> **What is needed**
Copy the stretch of the notebook extract from "output_txt+=line" through "f.write(output_txt)", swapping "string" for "text".

First, get the predictions as words

In [None]:
#Since the predictions_test is a 3-dimensional tensor (8 layers of 2d-matrices, with each layer representing a possible label), 
# we need to get the most likely label for each token, and look that index up in our label_vocab for the word-label
test_pred=[]
for i, sentence in enumerate(predictions_test[:,:,]):
    labels=[]
    for j, token in enumerate(sentence):
        label=label_vocab[torch.argmax(predictions_test[i,j,:])]
        labels.append(label)
    test_pred.append((test_data[i][0],labels))

Then, assemble it all into a string of the proper format - with 5 columns of nr, token, label, "-", and "stephen" if the token has a label

In [None]:
#To get it as iob2-format output, we assemble the predicted labels with the corresponding words in a string, as well as a "stephen" if a word has a label
output_txt=""
for sentence, labels in test_pred:
    output_txt+="\n# text = "+" ".join(sentence)+"\n"
    for i, (token, label) in enumerate(zip(sentence,labels)):
        steph="-"
        if label != "O":
            steph="stephen"
        line=str(i+1)+"\t"+token+"\t"+label+"\t-\t"+steph+"\n"
        output_txt+=line

Very last step: Save the string as a new file in the directory

In [None]:
#Lastly, write that string into a file
with open("baseline_test_pred_output.iob2", "w", encoding="utf-8") as f:
    f.write(output_txt)

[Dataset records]

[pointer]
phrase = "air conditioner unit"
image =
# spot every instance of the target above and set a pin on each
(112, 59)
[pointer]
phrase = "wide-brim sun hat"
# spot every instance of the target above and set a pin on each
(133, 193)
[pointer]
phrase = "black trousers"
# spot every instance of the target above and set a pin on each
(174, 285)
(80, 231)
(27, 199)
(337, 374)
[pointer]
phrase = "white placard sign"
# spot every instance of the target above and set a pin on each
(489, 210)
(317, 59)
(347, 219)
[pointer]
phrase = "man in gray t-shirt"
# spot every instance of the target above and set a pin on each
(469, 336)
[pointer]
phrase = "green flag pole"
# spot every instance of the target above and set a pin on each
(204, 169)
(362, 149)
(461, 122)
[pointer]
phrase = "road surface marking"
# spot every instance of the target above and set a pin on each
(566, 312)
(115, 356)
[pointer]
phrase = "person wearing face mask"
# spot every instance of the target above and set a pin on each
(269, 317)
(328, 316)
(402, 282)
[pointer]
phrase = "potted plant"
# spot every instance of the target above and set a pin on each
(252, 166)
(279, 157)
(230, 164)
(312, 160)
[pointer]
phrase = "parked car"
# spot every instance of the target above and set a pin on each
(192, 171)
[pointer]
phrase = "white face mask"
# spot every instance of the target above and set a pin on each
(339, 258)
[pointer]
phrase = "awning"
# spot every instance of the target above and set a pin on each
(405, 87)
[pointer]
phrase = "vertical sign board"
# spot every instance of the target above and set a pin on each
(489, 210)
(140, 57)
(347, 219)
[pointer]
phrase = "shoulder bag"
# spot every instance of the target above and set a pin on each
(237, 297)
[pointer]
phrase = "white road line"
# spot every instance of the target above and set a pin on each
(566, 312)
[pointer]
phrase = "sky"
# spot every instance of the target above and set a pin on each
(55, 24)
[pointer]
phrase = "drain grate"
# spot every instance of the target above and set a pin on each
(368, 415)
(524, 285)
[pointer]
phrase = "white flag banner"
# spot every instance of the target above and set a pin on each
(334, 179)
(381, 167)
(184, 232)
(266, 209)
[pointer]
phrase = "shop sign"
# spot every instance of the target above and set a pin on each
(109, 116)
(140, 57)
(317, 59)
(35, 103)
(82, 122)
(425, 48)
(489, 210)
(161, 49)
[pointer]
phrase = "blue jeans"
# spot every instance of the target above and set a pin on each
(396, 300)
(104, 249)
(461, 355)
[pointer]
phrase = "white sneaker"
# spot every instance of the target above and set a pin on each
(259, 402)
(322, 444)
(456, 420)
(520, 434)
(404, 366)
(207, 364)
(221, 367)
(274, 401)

> **Answer below**
output_txt+=line

Very last step: Save the text as a new file in the directory

In [None]:
#Lastly, write that text into a file
with open("baseline_test_pred_output.iob2", "w", encoding="utf-8") as f:
    f.write(output_txt)